---------- SOURCE DATA ----------

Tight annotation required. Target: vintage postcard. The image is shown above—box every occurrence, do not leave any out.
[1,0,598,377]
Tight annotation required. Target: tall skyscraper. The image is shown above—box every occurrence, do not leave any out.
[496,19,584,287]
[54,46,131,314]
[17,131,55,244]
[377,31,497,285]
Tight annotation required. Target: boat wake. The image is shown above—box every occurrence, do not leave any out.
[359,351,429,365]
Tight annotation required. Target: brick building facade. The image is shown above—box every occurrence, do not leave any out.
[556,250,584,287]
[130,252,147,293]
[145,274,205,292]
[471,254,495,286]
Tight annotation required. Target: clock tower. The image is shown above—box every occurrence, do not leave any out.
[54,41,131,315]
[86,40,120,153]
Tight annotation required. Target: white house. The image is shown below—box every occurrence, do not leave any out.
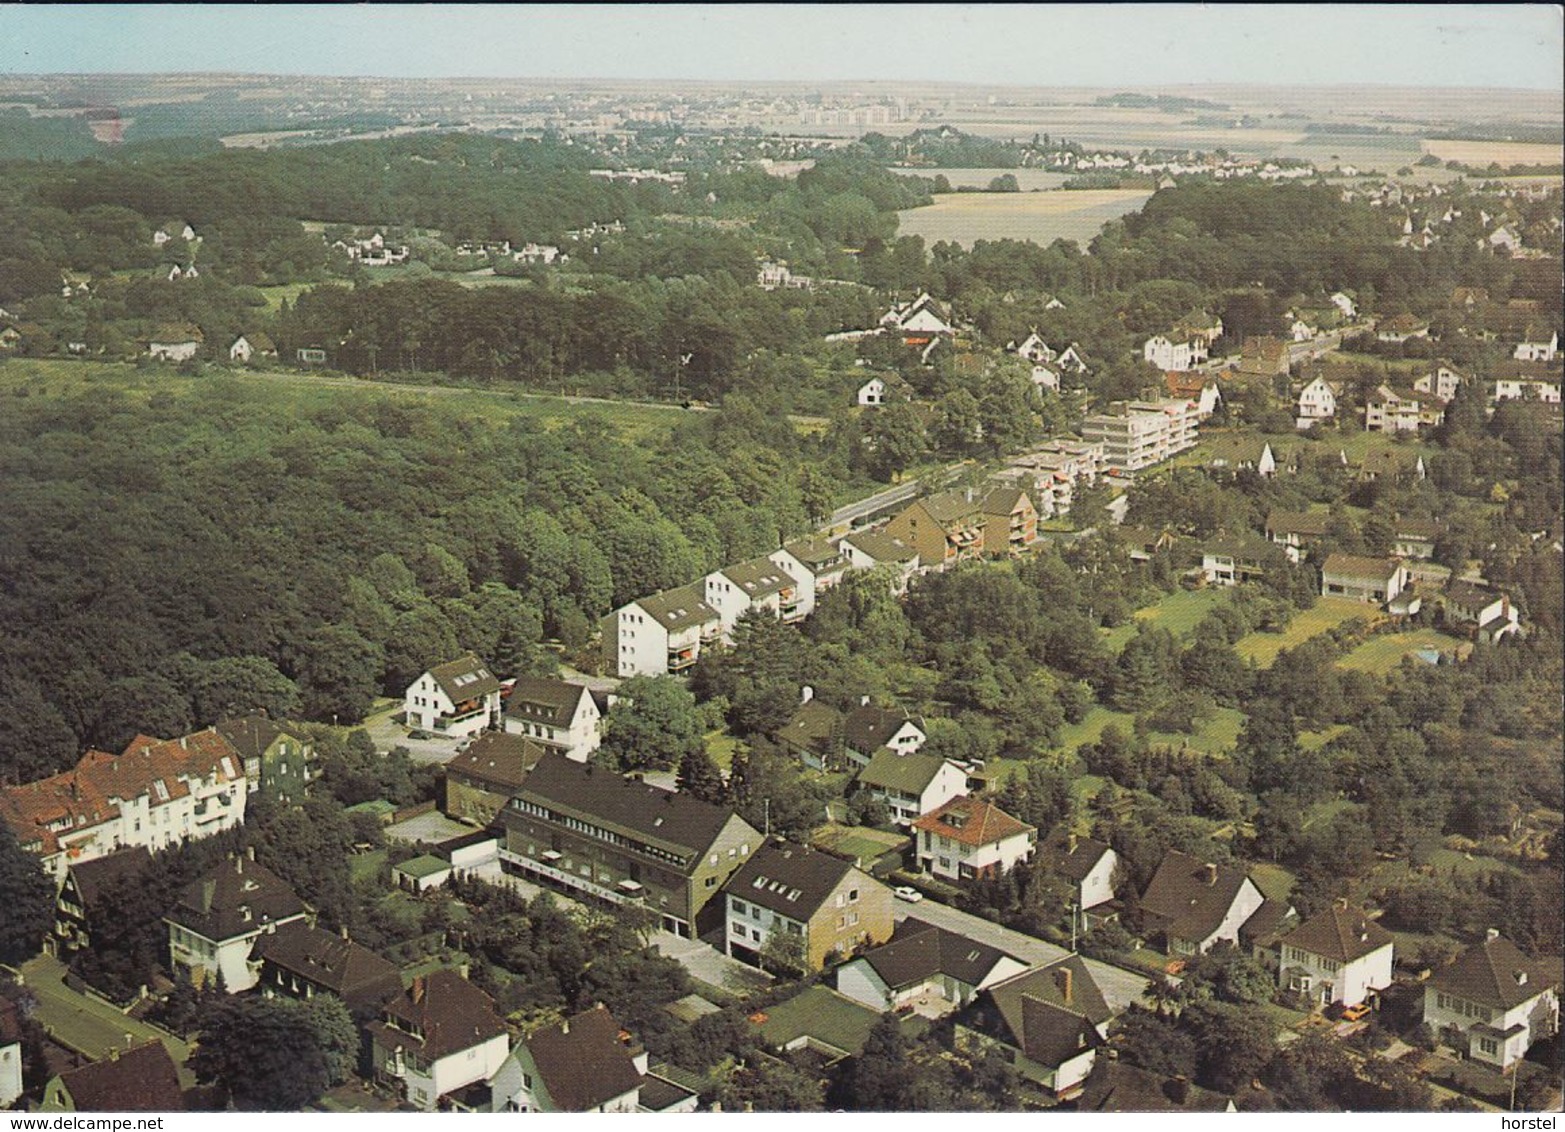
[704,556,803,641]
[856,751,967,827]
[1321,553,1409,606]
[1492,377,1562,405]
[228,333,276,363]
[369,970,510,1111]
[163,856,307,992]
[1488,226,1522,254]
[1276,902,1394,1009]
[404,653,502,739]
[603,583,720,677]
[836,530,920,593]
[1289,319,1318,342]
[1040,832,1119,912]
[148,325,202,362]
[1289,375,1339,429]
[882,292,955,337]
[1364,385,1423,432]
[843,703,926,766]
[1413,364,1463,403]
[1,1000,24,1109]
[502,677,601,762]
[857,375,910,407]
[836,919,1028,1014]
[1443,581,1523,643]
[488,1006,646,1112]
[1514,331,1558,363]
[1139,852,1267,956]
[958,958,1114,1097]
[1142,335,1203,372]
[1014,332,1056,364]
[910,796,1037,883]
[1056,343,1089,374]
[769,536,849,621]
[1423,931,1560,1072]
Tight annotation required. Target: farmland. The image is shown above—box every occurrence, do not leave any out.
[1420,138,1564,166]
[896,188,1152,248]
[887,167,1071,191]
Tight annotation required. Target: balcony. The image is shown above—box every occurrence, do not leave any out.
[434,704,490,731]
[668,648,698,673]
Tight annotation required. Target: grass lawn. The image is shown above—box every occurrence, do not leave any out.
[1057,706,1136,750]
[704,729,740,772]
[1101,588,1227,653]
[1051,704,1244,759]
[350,848,389,884]
[897,188,1153,248]
[1299,724,1348,751]
[1249,861,1298,902]
[1336,628,1468,675]
[1233,597,1372,667]
[255,280,316,312]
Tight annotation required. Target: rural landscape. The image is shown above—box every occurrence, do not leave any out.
[0,6,1561,1119]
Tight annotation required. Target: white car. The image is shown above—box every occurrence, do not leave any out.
[893,886,923,903]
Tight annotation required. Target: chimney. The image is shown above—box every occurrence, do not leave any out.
[1164,1076,1191,1105]
[236,855,244,875]
[561,1019,570,1036]
[860,695,870,707]
[1335,896,1349,910]
[246,845,256,862]
[1202,862,1218,886]
[1067,832,1078,854]
[179,736,187,750]
[458,962,470,980]
[800,685,814,704]
[1054,965,1073,1004]
[410,976,426,1003]
[1515,970,1528,986]
[1486,928,1501,943]
[340,924,350,941]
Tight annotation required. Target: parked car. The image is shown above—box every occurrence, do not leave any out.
[1340,1002,1372,1022]
[893,886,923,903]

----------

**WHAT NEEDS TO BE DONE**
The answer must be exactly the lines from the one containing "Tight annotation required. Target: rural" through the final line of the data, both ends included, and nothing else.

**ANSWER SPACE**
Tight annotation required. Target: rural landscape. The image is shown above—box every occurrence, do not leave any out.
[0,6,1561,1119]
Tight annotation required. Target: white car. The image is shown above—box every occurrence, do not leave any out.
[893,886,923,903]
Tight annotation required. Target: chimney. The image is shown above—box every occurrence, do not leave any out.
[1164,1076,1191,1105]
[236,855,244,875]
[561,1019,570,1036]
[860,695,870,707]
[1335,896,1349,910]
[246,845,256,862]
[1202,862,1218,886]
[1067,832,1078,854]
[179,736,187,750]
[458,962,470,980]
[800,685,814,704]
[1054,965,1073,1004]
[410,976,426,1003]
[1515,970,1528,986]
[1486,928,1501,943]
[340,924,350,941]
Tight annotation required. Target: parked car. The image is shown above—box every occurrence, do not leave any out.
[1340,1002,1372,1022]
[893,886,923,903]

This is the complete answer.